WHAT IS EXPECTED =>
Make an exact copy of the entries, and keep any pictures out of it.

[Stored data entries]
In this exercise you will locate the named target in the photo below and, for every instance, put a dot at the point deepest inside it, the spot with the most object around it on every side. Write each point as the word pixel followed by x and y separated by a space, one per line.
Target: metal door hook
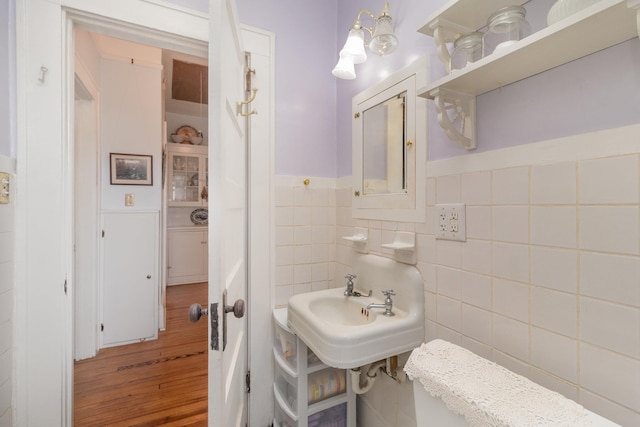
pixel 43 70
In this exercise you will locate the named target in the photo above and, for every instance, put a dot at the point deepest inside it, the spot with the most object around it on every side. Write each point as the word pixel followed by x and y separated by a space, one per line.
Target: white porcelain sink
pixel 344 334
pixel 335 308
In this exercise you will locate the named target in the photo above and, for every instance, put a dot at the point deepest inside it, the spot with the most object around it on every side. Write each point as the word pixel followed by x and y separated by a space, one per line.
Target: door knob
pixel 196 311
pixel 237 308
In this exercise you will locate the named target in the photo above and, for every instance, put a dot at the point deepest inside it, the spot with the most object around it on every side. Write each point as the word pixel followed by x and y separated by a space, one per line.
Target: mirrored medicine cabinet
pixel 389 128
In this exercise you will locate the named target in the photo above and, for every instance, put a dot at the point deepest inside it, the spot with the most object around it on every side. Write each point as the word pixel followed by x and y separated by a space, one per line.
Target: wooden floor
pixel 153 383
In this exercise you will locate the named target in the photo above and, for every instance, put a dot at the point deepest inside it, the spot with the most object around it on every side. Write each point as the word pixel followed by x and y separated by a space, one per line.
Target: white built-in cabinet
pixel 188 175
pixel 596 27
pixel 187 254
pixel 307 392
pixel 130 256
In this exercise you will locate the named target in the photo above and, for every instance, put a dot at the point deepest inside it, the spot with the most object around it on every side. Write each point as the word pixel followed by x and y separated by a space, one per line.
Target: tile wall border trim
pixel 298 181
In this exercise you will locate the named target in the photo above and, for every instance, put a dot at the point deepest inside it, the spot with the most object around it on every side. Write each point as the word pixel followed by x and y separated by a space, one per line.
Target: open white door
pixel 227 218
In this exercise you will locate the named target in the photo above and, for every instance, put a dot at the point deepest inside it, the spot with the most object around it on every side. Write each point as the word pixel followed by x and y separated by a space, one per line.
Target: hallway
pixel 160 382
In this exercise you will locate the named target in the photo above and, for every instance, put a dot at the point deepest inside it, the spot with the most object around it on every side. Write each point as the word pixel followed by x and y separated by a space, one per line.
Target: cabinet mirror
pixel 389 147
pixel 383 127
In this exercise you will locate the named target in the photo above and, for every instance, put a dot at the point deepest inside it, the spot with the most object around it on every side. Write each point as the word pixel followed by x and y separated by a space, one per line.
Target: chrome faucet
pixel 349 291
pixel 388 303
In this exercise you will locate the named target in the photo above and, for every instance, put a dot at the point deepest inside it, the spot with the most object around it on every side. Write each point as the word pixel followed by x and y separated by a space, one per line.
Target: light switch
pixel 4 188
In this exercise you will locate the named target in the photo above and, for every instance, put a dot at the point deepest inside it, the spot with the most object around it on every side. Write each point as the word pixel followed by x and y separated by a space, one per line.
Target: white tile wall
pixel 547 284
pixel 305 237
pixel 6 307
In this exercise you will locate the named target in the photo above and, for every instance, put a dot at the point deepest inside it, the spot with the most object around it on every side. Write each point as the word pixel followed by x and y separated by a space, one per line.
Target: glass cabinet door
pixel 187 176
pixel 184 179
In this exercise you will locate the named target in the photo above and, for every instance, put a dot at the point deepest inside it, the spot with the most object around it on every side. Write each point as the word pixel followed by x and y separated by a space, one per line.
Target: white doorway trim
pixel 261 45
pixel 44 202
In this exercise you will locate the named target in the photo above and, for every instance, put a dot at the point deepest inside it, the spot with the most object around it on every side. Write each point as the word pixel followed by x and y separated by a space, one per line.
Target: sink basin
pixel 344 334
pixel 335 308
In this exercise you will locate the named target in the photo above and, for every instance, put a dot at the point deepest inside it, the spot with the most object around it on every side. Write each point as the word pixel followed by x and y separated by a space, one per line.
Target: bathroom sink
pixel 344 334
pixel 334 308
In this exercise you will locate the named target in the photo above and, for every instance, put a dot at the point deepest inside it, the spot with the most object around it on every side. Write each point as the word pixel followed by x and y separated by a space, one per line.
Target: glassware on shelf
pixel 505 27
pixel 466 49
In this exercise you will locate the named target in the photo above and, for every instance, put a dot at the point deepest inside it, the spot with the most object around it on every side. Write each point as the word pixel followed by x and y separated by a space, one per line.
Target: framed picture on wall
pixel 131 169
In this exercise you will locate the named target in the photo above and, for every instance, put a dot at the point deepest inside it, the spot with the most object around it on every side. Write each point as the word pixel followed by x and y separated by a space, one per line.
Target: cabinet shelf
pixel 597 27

ANSWER BELOW =>
In this exercise you will locate the named target in the photo below and, for every instance, put a dot at the point deepest inside it, the spot with the most object around it on every side. Write each point as the word pixel followed by x and y separated by a space, one per line.
Target: metal door hook
pixel 43 70
In this exercise you will locate the named target in the photo above and, for every instance, put a dot at the point deepest inside it, the spot with the most object around it on every side. Write each point as the word pixel followed by x and y separated by a space, one per line.
Target: white porcelain sink
pixel 344 334
pixel 335 308
In this exercise you will locate the named target in the photo above and, for every instance, put a dot at the point deepest inside it, the spot with the most object around it on every side. Write each point as the word pixel followed by x and y separated by a space, one per line.
Target: door knob
pixel 196 311
pixel 237 308
In this exercise you will locate the named target in the photo above and, for every instance, put a dot at the point deepest inside it, the spot with the most object around it on every side. Write each point as the word pixel followed by x and y separated by a space, one per line.
Target: mirrored medicine cabinet
pixel 389 128
In this exercise you will locate the named target in the photo above and, for every instance, put a dot at the point deepest inside it, the spot with the most object around it on every side. Write each point as the word pixel followed by x and y separated by a space, one per line.
Target: wooden floor
pixel 153 383
In this exercise you will locate the named target in the photo above and, for every instance, put a dot at the point deepest inside it, the spot with the most object around it on every side. Write each point as the word pixel followed by x and y separated by a space, one per line.
Target: white built-in cabinet
pixel 188 175
pixel 596 27
pixel 187 254
pixel 307 392
pixel 130 256
In this exercise you will locate the named target in the photo above and, for every instance, put a dot at the point deepest inside it, the spot with the most object around it on every side. Write each point as the word pixel followed by x and y separated by a space, one per line.
Target: tile wall border trim
pixel 298 181
In this exercise you will locate the named target in the photo above and, for every instance, put a dot at the point deepest inside it, the spot with the most object around it on every side. Write each point as the word pixel followed by x and y separated by a space, one per line.
Target: open white door
pixel 227 218
In this exercise you will locate the named target in the photo above and, for every instance, put a dot at the point deepest inside it, the spot with the most object around it on every side. Write each point as the word pixel followed by x and y separated by a space, one per line.
Target: hallway
pixel 160 382
In this exercise you will locate the named target in the photo above and, for every instance, put a dot at the point deepest inside it, the spot with the most object around it on every side. Write each point as the word pixel followed by x and y separated by a space, one per line.
Target: cabinet mirror
pixel 389 147
pixel 383 127
In this exercise you will locate the named target in the photo above and, for every instance, put a dot at the point deepest inside it, the spot with the most object around it on every side. Write each point as the word pixel followed by x and y separated by a space, one per line.
Target: chrome faucet
pixel 349 291
pixel 388 303
In this exercise you will locate the named target in the photo above and, for every instance, put a dot at the point deepest inside it, the spot with the most object around it on every side. Write each point as the word pixel followed by x and y separated by a space, one per line.
Target: light switch
pixel 4 188
In this exercise you will locate the named target in the photo above and, for every instance, put a dot at the point deepest inside it, the spot with the most object around it on every side. Write each point as the word pixel followed by x and y separated by a space, one per line.
Target: white tile wall
pixel 547 284
pixel 305 237
pixel 6 307
In this exercise you will locate the named target in the photo above and, for every instance, put a dot at the point deepest inside it, the spot with the most object around it on every side. Write each point as the word pixel followed by x and y separated by a space, one per line.
Target: glass cabinet door
pixel 187 176
pixel 184 179
In this exercise you will locate the named target in the photo above and, for every instance, put a dot at the point deepest inside it, the spot with the most object around it on every side. Write each point as the word pixel followed by x and y separated by a space, one per line.
Target: white doorway trim
pixel 261 45
pixel 44 202
In this exercise you will locate the named target in the photo above and, for every instance, put a dot at the point deepest inside it, the spot with the most object around it on every side. Write each point as the word pixel followed by x and y separated by a space, one per line.
Target: sink basin
pixel 344 334
pixel 335 308
In this exercise you will locate the named target in the photo above and, for every instance, put a dot at the point deepest inside it, the spot with the most object around it on every side. Write each point as the word pixel followed by x and y separated by a space, one per line.
Target: bathroom sink
pixel 344 334
pixel 334 308
In this exercise you will locate the named target in the photo above and, for every instance, put a dot at the point deepest inside it, the spot with the most object around it on every side. Write each point as the word pixel followed by x and y separated by a space, one per line.
Target: glassware on shelf
pixel 505 27
pixel 466 49
In this exercise you will locate the named target in the photo above and, for every instance, put a dot at the point deepest inside it, the spot with the most object around it on every side. Write each point as the word pixel followed by x and y separated by a space, one per line.
Target: framed picture on wall
pixel 131 169
In this exercise you will locate the named target in the photo above and, for every instance, put a dot at the point deepest inside it, the spot with the most object around it on every side. Write each point as the word pixel followed by x and y separated by a space, one per line.
Target: cabinet shelf
pixel 597 27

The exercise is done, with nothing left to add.